# OBJECTIVE
What follows is a listing to be transcribed exactly.

--- Start ---

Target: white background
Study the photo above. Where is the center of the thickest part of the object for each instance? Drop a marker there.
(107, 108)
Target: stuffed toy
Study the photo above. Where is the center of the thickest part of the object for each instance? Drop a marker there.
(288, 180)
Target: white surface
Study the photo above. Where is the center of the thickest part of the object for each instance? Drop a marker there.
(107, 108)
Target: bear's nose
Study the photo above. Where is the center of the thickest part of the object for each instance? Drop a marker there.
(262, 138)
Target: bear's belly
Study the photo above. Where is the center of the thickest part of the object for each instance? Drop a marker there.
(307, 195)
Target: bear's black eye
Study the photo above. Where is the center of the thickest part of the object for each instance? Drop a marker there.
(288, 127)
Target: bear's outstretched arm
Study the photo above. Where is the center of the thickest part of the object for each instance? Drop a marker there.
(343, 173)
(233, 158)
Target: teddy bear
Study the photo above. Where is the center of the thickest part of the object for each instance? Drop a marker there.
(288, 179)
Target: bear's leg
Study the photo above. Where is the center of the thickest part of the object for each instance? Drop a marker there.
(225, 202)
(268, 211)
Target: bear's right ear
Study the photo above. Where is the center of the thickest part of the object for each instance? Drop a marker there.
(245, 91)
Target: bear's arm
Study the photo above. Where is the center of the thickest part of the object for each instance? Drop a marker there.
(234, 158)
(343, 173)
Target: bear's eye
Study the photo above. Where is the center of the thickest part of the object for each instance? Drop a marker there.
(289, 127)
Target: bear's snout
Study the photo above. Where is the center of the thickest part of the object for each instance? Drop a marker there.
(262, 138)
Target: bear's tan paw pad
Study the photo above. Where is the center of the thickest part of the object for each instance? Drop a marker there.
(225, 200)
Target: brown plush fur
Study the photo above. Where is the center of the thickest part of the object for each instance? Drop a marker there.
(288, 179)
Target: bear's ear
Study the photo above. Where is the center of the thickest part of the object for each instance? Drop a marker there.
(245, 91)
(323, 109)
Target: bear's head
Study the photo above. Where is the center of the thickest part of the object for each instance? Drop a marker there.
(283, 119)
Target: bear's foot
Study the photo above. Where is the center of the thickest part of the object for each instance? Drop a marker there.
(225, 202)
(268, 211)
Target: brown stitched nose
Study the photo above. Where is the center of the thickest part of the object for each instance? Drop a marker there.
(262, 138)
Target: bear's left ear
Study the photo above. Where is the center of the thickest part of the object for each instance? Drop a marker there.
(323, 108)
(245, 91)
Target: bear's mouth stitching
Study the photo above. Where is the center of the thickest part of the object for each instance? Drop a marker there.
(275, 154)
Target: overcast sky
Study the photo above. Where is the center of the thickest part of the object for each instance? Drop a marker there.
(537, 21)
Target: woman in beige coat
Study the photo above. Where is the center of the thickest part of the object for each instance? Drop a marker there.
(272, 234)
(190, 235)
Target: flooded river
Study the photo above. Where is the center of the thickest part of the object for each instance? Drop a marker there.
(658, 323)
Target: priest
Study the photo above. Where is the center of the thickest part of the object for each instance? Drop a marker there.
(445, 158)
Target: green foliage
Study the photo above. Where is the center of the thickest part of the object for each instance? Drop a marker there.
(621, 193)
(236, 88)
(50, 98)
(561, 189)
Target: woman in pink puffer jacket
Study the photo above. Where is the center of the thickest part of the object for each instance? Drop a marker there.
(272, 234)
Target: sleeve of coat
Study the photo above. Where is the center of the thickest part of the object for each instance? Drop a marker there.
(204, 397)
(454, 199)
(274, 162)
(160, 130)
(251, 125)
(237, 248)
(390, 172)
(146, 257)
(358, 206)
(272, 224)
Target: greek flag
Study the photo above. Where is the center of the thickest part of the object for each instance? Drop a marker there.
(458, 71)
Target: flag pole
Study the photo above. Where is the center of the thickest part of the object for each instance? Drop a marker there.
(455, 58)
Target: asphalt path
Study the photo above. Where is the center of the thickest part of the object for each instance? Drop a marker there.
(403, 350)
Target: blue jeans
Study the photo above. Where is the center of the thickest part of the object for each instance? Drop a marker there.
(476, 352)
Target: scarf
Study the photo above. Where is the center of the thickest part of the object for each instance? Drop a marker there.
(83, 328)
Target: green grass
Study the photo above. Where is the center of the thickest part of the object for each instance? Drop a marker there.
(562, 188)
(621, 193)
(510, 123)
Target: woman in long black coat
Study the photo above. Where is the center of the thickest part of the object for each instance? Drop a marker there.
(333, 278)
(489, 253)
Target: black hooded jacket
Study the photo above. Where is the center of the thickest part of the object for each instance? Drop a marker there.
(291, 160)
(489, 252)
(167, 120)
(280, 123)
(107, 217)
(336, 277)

--- End ---

# RESULT FOR THIS TASK
Target: white background
Study the photo above. Where is the center of the thickest part of the object for each instance? Drop a marker there.
(107, 108)
Target: stuffed toy
Study the photo above. Where is the center of the thickest part of the object for each instance? Drop a marker there.
(288, 180)
Target: white surface
Study the photo above. Where is the center of the thickest part of the object for each instance? Drop a marker there.
(107, 108)
Target: bear's nose
Study the photo above. Where is the center of the thickest part of the object for each instance? Drop a marker there.
(262, 138)
Target: bear's belly
Study the photo above. Where is the center of the thickest part of the object for each instance? Drop a marker there.
(307, 195)
Target: bear's black eye
Study the photo above. Where is the center of the thickest part of the object for each instance? Drop a marker there.
(288, 127)
Target: bear's outstretched arm
Study the photo above. Where is the center of the thickest part of the object for each instance? Drop a marker there.
(343, 173)
(233, 158)
Target: teddy bear
Study the photo above. Where is the center of the thickest part of the object for each instance? Drop a marker there.
(288, 179)
Target: bear's leg
Study the photo above. Where is the center of the thickest part of the object for each instance? Drop a marker there.
(225, 202)
(268, 211)
Target: bear's right ear
Study the photo above. Where is the center of the thickest part of the object for each instance? Drop a marker there.
(245, 91)
Target: bear's arm
Study the photo above. Where is the center of the thickest part of the object for each instance? Drop a marker there.
(234, 158)
(343, 173)
Target: bear's eye
Study the photo above. Where is the center of the thickest part of the object for each instance? Drop a marker there.
(289, 127)
Target: bear's snout
Study the photo above. Where is the center of the thickest part of the object for each instance? Drop a marker there.
(262, 138)
Target: bear's tan paw pad
Study the photo above. Where is the center of the thickest part of the object for each instance? Drop a marker there.
(225, 200)
Target: brown plush fur
Study the photo above. Where is the center of the thickest part of the object for each instance? Drop a marker there.
(288, 179)
Target: bear's ear
Study the photo above. Where is the center of the thickest part of the object for each instance? Drop a marker there.
(245, 91)
(323, 109)
Target: bear's head
Study the photo above. Where is the center of the thickest part of the object for each instance? Drop a marker there.
(283, 119)
Target: bear's foot
Study the photo above. Where is the center of the thickest part of the object for each instance? Drop a marker there.
(225, 202)
(268, 211)
Target: brown stitched nose
Study the photo above. Where is the center of the thickest part of the object for each instance? Drop a marker there.
(262, 138)
Target: bear's left ear
Study the photo above. Where is the center of the thickest part of the object for each instance? Drop a marker there.
(323, 108)
(245, 91)
Target: bear's mouth stitching
Study the photo above. Where is the center of the thickest part of the object for each instance? Drop a marker there.
(275, 154)
Target: overcast sky
Study the photo above. Where is the center of the thickest part of the object for each instance? Drop a marker there.
(537, 21)
Target: woman in beige coat
Study the photo above. Where is the center of the thickest part of the object for each instance? Drop a marker there.
(272, 234)
(190, 235)
Target: flooded river
Study the photo above. Where is the center of the thickest part of the object for each instance? Drop a marker there.
(658, 323)
Target: priest
Study the photo above. Where is the center of the thickest part of the object for each instance? Drop a marker there.
(445, 158)
Target: green foliage
Study the photo above. Where is the center of the thickest part of the object for each instance? Drop a marker there.
(621, 193)
(236, 88)
(50, 98)
(561, 189)
Target: woman in pink puffer jacket
Study the photo above. Where is the center of the thickest part of the object for each instance? Drop a marker there.
(272, 234)
Target: sleeve of coat
Study the photo above. Where is the center of the thickest part of the object for each instance? Drop a marker there.
(204, 397)
(454, 199)
(274, 162)
(160, 130)
(251, 125)
(237, 248)
(390, 172)
(146, 257)
(358, 206)
(272, 224)
Target: greek flag
Study the photo above. Where is the center of the thickest part of the object for each instance? Drop a marker there.
(458, 71)
Target: flag pole
Study the photo above. Where is the center of the thickest part of the object for each instance? Drop a marker there.
(455, 58)
Target: asphalt path
Study the photo above. Where is the center of the thickest part of the object for each instance? Drop a marker there.
(403, 350)
Target: blue jeans
Study the photo above. Where is the center of the thickest part of the object for each instance? Drop a marker there.
(476, 352)
Target: scarf
Study the photo above. Where is the center of the thickest part of the object for each instance? Drop a marker there.
(83, 328)
Target: green grass
Study the photo above. Where is the center of the thickest part of the object for each instance? Drop a marker there.
(562, 188)
(621, 193)
(510, 123)
Target: woman in long black coat
Study the photo above. Where is the center of the thickest part of the object for each instance? Drop a marker there.
(333, 278)
(489, 253)
Target: black hooded jacket
Study the photo above. Where is the center of the thickest part of the object for each instance? Drop a marker there.
(291, 160)
(489, 252)
(167, 120)
(280, 123)
(107, 217)
(336, 277)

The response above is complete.